**EXERCISE INSTRUCTIONS:**
According to the post about parsing QIF files, which two Scheme implementations does the revised script now work with?

**SELECTION:**
I have since *substantially* revised the code, making it considerably
more robust and featureful.  

- It now tries to figure out, fairly intelligently, what date
formatting convention the export used.

- It handles splits competently.

There are still a number of "open issues," that will be true for *any*
approach to parsing out QIF files.  

The two most critical are that there is not yet an intelligent way of
deciding:
- What account to assign transactions to, and
- What to do about categorization of transactions.

The last time I tried importing a QIF file into GnuCash, it loaded
everything into the "main checking account," which is extremely
dysfunctional when Quicken does file-by-file exports on an
account-by-account basis.

It seems to me that there are three possible approaches:

a) Assume that transactions are to be loaded into the "current
account."

b) Interactively ask the user which account the transactions apply
to.  It appears that with MS-Money, a QIF file may contain multiple
"sections," which means that the question may get asked multiple
times.

c) Make the user customize a table/script to load things the way they
want them loaded.

A related issue is of how to handle "categories."  

If you load a QIF file into Quicken, when it encounters transactions
with new categories that it has not encountered before, you are given
three choices:
1) Change the old category to a new one that *does* exist in Quicken.
2) Establish the category as a new one in Quicken.
3) Do what's in 2) from now on; create new categories automatically.

The connection between "categories" and "accounts" is that *transfer*
transactions reference "categories" that *are* "accounts."

I'm still not to the point of creating GnuCash transactions, but this
version of the script is *substantially* better in the following ways:

a) It generates output files that are nicely human-readable.

(Incidentally, I would thoroughly support the idea of the text-based
output form creating a Scheme "define.")

b) It now works, with a one-line change, with both PLT Scheme and
Guile.

**SUPPLIED MATERIAL:**
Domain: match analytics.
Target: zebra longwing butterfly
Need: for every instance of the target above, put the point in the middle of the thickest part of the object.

==

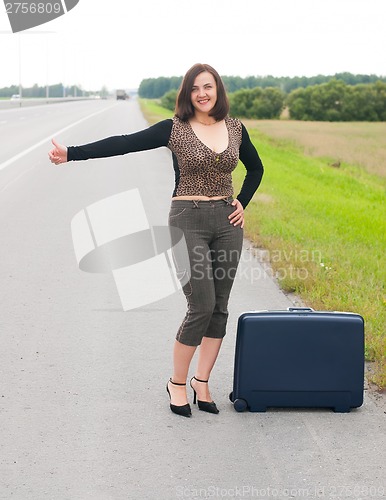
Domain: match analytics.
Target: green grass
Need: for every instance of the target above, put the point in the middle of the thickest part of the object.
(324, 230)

--

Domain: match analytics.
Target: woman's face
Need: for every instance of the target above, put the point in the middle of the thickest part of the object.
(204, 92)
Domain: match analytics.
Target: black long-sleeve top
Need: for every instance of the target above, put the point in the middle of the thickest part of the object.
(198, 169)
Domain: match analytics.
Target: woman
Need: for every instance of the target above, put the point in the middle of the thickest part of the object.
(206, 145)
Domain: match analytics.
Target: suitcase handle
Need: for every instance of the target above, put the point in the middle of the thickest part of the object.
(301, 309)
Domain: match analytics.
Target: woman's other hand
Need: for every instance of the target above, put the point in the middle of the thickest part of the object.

**SOLUTION TO THIS PROBLEM:**
PLT Scheme and Guile, with a one-line change.